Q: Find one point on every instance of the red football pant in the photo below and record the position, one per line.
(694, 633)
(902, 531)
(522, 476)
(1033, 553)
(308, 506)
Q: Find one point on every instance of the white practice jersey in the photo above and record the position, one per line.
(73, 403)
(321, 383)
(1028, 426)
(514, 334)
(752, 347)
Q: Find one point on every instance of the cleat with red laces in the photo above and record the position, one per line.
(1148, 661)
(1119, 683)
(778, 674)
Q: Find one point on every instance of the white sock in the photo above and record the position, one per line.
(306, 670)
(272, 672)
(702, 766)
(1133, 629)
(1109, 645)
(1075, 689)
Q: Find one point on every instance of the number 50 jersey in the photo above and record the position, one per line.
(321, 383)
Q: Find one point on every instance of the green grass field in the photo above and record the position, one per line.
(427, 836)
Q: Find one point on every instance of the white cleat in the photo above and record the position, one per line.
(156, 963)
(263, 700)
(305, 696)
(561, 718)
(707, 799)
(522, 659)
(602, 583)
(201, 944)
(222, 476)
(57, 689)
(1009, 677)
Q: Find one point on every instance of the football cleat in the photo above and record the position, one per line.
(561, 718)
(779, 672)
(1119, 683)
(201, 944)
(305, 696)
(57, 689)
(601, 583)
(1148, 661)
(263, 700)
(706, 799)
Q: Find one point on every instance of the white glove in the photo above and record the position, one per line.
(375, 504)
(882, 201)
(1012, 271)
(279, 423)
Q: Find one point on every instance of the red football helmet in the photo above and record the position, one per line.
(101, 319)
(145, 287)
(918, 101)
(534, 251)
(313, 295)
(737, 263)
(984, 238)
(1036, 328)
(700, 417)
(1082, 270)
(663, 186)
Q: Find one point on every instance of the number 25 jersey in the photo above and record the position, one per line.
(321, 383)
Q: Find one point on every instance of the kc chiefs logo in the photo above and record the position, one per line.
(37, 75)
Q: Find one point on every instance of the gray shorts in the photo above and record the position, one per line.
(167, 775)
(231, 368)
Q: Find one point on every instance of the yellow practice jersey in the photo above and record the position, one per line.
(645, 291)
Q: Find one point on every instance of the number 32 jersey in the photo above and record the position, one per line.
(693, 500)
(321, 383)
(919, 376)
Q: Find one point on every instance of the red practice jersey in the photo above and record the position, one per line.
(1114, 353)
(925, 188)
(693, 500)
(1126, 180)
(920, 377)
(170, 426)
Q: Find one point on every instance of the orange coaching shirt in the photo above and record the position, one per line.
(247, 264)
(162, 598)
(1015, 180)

Task directions
Reproduce the material starting at the line containing "Q: Find one point on every instance of the orange" and ending at the end of the material, keeping the request line unchanged and shifting every answer point by adding 69 to each of its coordinates.

Answer for the task
Q: Find one point on every instance of the orange coaching shirt in the photo above and record the position, one per line.
(316, 333)
(231, 667)
(1084, 249)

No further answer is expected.